----- Data for analysis
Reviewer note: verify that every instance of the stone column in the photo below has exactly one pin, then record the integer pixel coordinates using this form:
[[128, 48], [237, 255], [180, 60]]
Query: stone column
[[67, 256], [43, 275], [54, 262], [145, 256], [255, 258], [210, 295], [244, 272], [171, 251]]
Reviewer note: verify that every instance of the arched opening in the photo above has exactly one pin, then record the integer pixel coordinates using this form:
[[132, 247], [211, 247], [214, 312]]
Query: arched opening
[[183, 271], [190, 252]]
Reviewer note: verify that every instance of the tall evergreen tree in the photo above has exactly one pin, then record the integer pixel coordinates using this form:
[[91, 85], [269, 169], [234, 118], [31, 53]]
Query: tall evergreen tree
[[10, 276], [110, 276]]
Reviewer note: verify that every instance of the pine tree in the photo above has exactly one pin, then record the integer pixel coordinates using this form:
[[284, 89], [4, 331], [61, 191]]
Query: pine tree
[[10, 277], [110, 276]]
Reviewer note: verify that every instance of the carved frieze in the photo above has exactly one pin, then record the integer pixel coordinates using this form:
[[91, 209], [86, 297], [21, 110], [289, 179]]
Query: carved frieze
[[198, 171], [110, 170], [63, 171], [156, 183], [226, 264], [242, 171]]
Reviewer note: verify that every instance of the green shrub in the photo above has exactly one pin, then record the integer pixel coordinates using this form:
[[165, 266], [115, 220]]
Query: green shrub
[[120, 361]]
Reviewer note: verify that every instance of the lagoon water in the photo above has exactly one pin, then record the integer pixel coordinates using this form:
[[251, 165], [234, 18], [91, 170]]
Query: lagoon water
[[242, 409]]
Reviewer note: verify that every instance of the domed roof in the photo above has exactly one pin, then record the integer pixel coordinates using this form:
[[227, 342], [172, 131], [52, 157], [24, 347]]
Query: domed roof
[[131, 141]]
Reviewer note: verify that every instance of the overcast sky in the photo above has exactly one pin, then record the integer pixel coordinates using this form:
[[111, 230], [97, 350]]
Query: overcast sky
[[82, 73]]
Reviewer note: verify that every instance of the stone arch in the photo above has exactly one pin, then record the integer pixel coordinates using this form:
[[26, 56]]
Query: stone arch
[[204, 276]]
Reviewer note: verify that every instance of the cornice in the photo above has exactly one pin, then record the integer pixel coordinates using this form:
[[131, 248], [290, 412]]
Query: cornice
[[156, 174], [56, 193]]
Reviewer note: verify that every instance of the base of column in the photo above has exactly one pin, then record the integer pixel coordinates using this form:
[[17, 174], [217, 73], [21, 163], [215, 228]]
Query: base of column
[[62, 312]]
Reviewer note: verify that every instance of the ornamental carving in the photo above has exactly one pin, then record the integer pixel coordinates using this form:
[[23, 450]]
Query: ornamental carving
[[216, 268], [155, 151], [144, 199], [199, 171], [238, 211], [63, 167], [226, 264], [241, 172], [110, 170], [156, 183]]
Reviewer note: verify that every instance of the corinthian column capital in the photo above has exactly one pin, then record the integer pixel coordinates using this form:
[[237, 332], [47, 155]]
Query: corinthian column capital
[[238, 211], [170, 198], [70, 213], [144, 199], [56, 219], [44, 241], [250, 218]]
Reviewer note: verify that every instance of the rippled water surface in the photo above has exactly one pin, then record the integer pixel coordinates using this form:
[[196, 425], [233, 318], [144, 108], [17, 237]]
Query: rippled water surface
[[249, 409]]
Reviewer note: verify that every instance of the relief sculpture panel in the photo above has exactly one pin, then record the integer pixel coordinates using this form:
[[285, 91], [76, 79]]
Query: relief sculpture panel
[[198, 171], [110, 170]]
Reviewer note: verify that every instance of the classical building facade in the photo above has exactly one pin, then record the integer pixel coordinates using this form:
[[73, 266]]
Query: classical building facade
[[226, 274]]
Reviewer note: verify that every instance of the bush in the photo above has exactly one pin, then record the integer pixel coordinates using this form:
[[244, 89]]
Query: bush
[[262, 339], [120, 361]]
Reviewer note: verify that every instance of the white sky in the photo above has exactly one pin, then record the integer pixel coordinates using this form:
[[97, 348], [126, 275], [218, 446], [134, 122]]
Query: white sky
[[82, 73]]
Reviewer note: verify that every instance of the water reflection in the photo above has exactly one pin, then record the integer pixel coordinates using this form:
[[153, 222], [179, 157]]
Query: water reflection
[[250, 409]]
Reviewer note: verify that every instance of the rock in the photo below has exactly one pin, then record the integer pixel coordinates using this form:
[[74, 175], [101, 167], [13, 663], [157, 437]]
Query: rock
----------
_Requirement_: Please print out every record exactly as it is written.

_Written response_:
Reviewer note: verify that every instance of the stone column in the photo below has exactly one pin, then record the integer pixel coordinates using this form:
[[128, 48], [237, 255], [180, 60]]
Query: stone column
[[67, 256], [43, 275], [54, 262], [145, 256], [255, 258], [210, 295], [244, 272], [171, 251]]
Reviewer note: verify that every instance of the arched opening in the photo above has exactly one pin, then record the integer pixel coordinates using this form:
[[132, 247], [211, 247], [214, 312]]
Query: arched opening
[[183, 271], [190, 252]]
Reviewer note: verify that every instance of the tall evergreen tree in the photo above has exactly one pin, then record the integer pixel coordinates using this form:
[[91, 85], [269, 169], [234, 118], [31, 53]]
Query: tall evergreen tree
[[10, 276], [110, 276]]
Reviewer note: verify that every instance of the pine tree in the photo above has exactly one pin, then record the integer pixel coordinates using this form:
[[284, 89], [4, 331], [61, 191]]
Query: pine tree
[[10, 277], [110, 276]]
Reviewer note: verify that every instance of the carved frieze in the photo above has exactly one pin, then record the integer pixel coordinates using this form:
[[91, 209], [86, 297], [21, 110], [289, 179]]
Query: carved frieze
[[198, 171], [110, 170], [63, 171], [156, 183], [226, 264], [242, 171]]
Reviewer note: verify that every instance of the green shrub in the photo above has exactly one pin, then record the integer pixel coordinates using this form:
[[165, 266], [115, 220]]
Query: green shrub
[[120, 361]]
Reviewer note: verify that every instance of the lagoon water in the photo above has exactly one pin, then record the integer pixel coordinates using this form:
[[251, 165], [234, 18], [91, 170]]
Query: lagoon water
[[242, 409]]
Reviewer note: verify that every instance of the domed roof in the photo above has exactly one pin, then record the integer pixel coordinates using this form:
[[227, 342], [172, 131], [52, 157], [24, 347]]
Query: domed roof
[[131, 141]]
Reviewer note: verify that every instance of the overcast sky in the photo above has exactly one pin, then record the integer pixel coordinates using this form:
[[111, 230], [97, 350]]
Query: overcast sky
[[82, 73]]
Reviewer note: verify that every instance of the stone arch in the photo above has exactly one pin, then record the integer pixel coordinates using this form:
[[26, 56]]
Query: stone arch
[[204, 276]]
Reviewer note: verify that every instance of the cornice in the photo above has exactly one pin, then record the integer pixel coordinates using this form:
[[131, 248], [290, 412]]
Query: cornice
[[156, 174], [56, 193]]
Reviewer note: verify that every instance of the base of column in the photo above has exactly one pin, then record the integer pixel coordinates using this form:
[[17, 174], [217, 73], [21, 163], [215, 228]]
Query: base of column
[[62, 312]]
Reviewer note: verify that every instance of the ornamental carving in the photo above has exactly one pin, then record the integer pixel coordinates using this form:
[[23, 450]]
Query: ornamental carving
[[216, 268], [155, 151], [144, 199], [199, 171], [238, 211], [63, 167], [226, 264], [241, 172], [110, 170], [156, 183]]
Reviewer note: verify that every instance of the corinthian column capital in the photo above has exactly one pin, then record the integer pixel coordinates using this form:
[[237, 332], [47, 155]]
Query: corinthian column capital
[[238, 211], [170, 198], [70, 213], [144, 199], [56, 219], [44, 241], [250, 218]]
Reviewer note: verify that every instance of the rippled water surface in the photo above has exactly one pin, then record the integer pixel coordinates using this form:
[[196, 425], [233, 318], [144, 108], [17, 237]]
Query: rippled water surface
[[249, 409]]
Reviewer note: verify that every instance of the relief sculpture panel in the photo above has exactly one pin, then record the integer pixel coordinates using this form:
[[285, 91], [76, 79]]
Query: relief sculpture panel
[[198, 171], [110, 170]]
Reviewer note: verify that every instance of the classical building facade in the photo above has exactly one pin, then record the integer pixel coordinates using this form:
[[73, 266]]
Query: classical building facade
[[226, 274]]
Reviewer note: verify that every instance of the bush in the photo above has exactly one pin, then record the integer pixel coordinates using this form:
[[244, 89]]
Query: bush
[[262, 339], [120, 361]]
Reviewer note: verify that every instance of the white sky in the photo above has exactly one pin, then record the integer pixel coordinates using this form:
[[97, 348], [126, 275], [218, 446], [134, 122]]
Query: white sky
[[82, 73]]
Reviewer note: verify that every instance of the water reflection in the photo above has exactly one pin, then record the integer pixel coordinates using this form:
[[153, 222], [179, 157]]
Query: water reflection
[[250, 409]]
Reviewer note: verify that every instance of the rock in the photo below has exactly one pin, then record the integer pixel coordinates using this form:
[[74, 175], [101, 167], [13, 663], [157, 437]]
Query: rock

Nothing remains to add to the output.